* Information provided:
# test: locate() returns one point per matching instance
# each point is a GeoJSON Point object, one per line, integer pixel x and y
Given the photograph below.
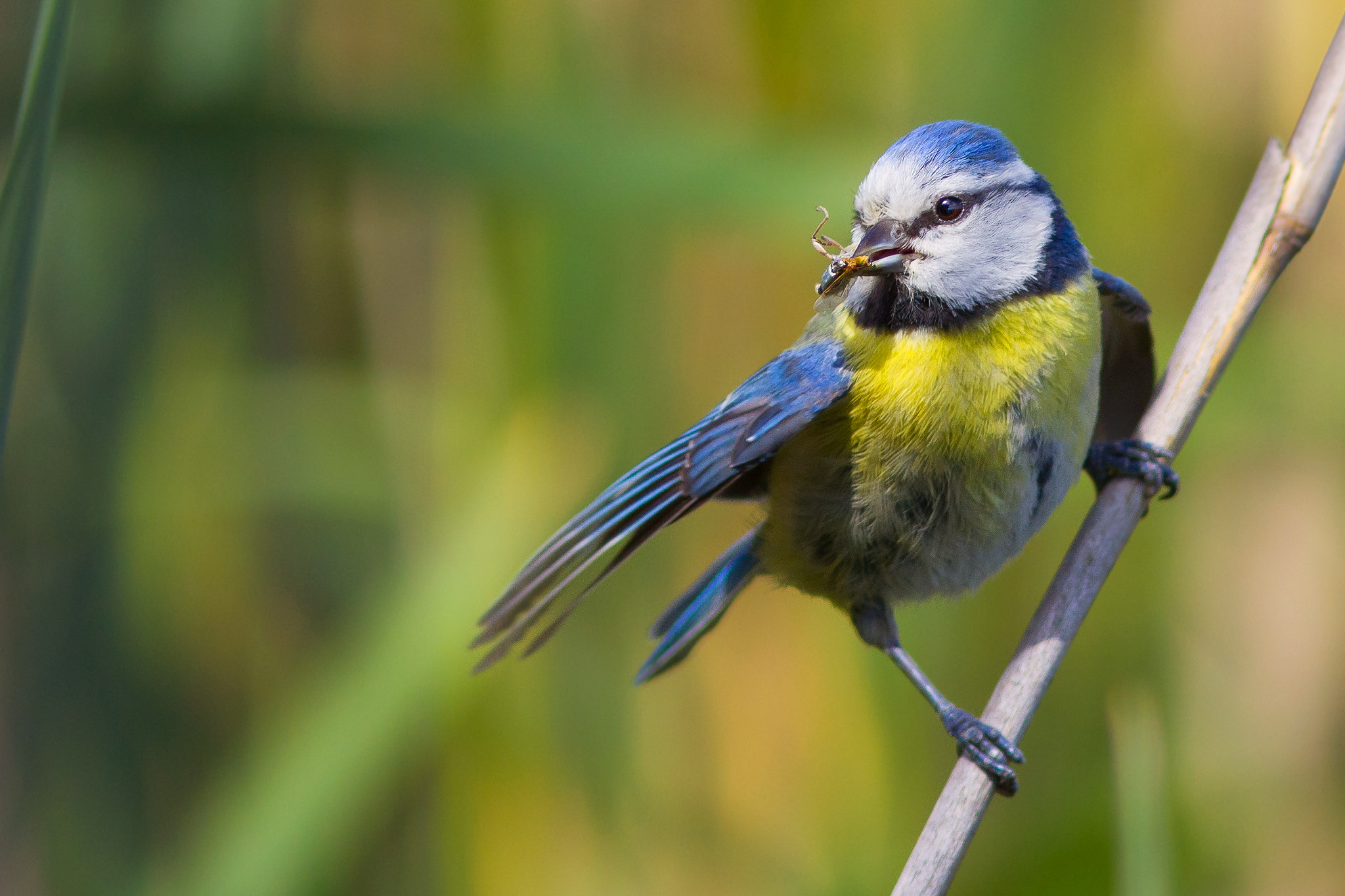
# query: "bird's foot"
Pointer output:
{"type": "Point", "coordinates": [985, 746]}
{"type": "Point", "coordinates": [1134, 459]}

* Exercise objective:
Copy the listing above word for word, every line, and leave the picture out of your copy.

* Exercise result:
# test: locate() returns one point per matching instance
# each point is a GeoJSON Point object, one per line, integer pixel x and y
Given the photograph below.
# query: "bird's foot"
Pointer output:
{"type": "Point", "coordinates": [985, 746]}
{"type": "Point", "coordinates": [1134, 459]}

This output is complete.